**Required actions**.
1. Rewrite the paragraph of the Livermore biography that begins "Livermore joined Canada's Department" as a short list, keeping its main facts.
2. Put this sentence from the Livermore biography into Spanish: "He also did additional graduate work in international relations at Johns Hopkins University in Washington, D.C."
3. Reproduce a passage of the Livermore biography word for word. Begin at the words "J. Daniel Livermore" and stop after "and International Trade.".

**Selected excerpt**.
###
= Daniel Livermore =

Canadian academic and historian

J. Daniel Livermore is a Canadian academic and historian who was formerly a foreign service officer in Canada's Department of Foreign Affairs and International Trade.

Born in St. Catharines, Ontario, in 1946, Livermore was educated in public schools in St. Catharines (Edith Cavell Public School and Sir Winston Churchill Secondary School). He obtained his B.A. in History and Politics from Brock University in 1969, his Master's from Carleton University in 1970, and his PhD from Queen's University in 1975. He also did additional graduate work in international relations at Johns Hopkins University in Washington, D.C. In 1993–1994, he was the Skelton-Clark Fellow and Senior Visiting Associate at the Centre for International Relations at Queen's University.

Livermore joined Canada's Department of External Affairs (as it was then known) in 1975. Over the course of the next thirty years he served in a variety of headquarters roles. He was the director of the Human Rights Division, the Peacekeeping and Regional Security Division, and the Policy Planning Staff. He was also seconded to the Privy Council Office. He served abroad at the Canadian Permanent Mission to the United Nations, New York, the Canadian Embassy, Santiago, Chile, and the Canadian Embassy, Washington, D.C., where he was Minister-Counsellor and head of the political section.
###
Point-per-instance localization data
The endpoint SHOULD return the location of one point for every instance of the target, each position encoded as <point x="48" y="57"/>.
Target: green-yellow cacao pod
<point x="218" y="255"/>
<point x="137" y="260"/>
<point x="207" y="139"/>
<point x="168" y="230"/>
###
**Results**.
1.
- Joined Canada's Department of External Affairs (as it was then known) in 1975
- Held a variety of headquarters roles over the next thirty years
- Directed the Human Rights Division, the Peacekeeping and Regional Security Division, and the Policy Planning Staff
- Was seconded to the Privy Council Office
- Served abroad at the Canadian Permanent Mission to the United Nations in New York, the Canadian Embassy in Santiago, Chile, and the Canadian Embassy in Washington, D.C.
- In Washington, was Minister-Counsellor and head of the political section

2. También realizó estudios de posgrado adicionales en relaciones internacionales en la Universidad Johns Hopkins, en Washington, D.C.

3.
J. Daniel Livermore is a Canadian academic and historian who was formerly a foreign service officer in Canada's Department of Foreign Affairs and International Trade.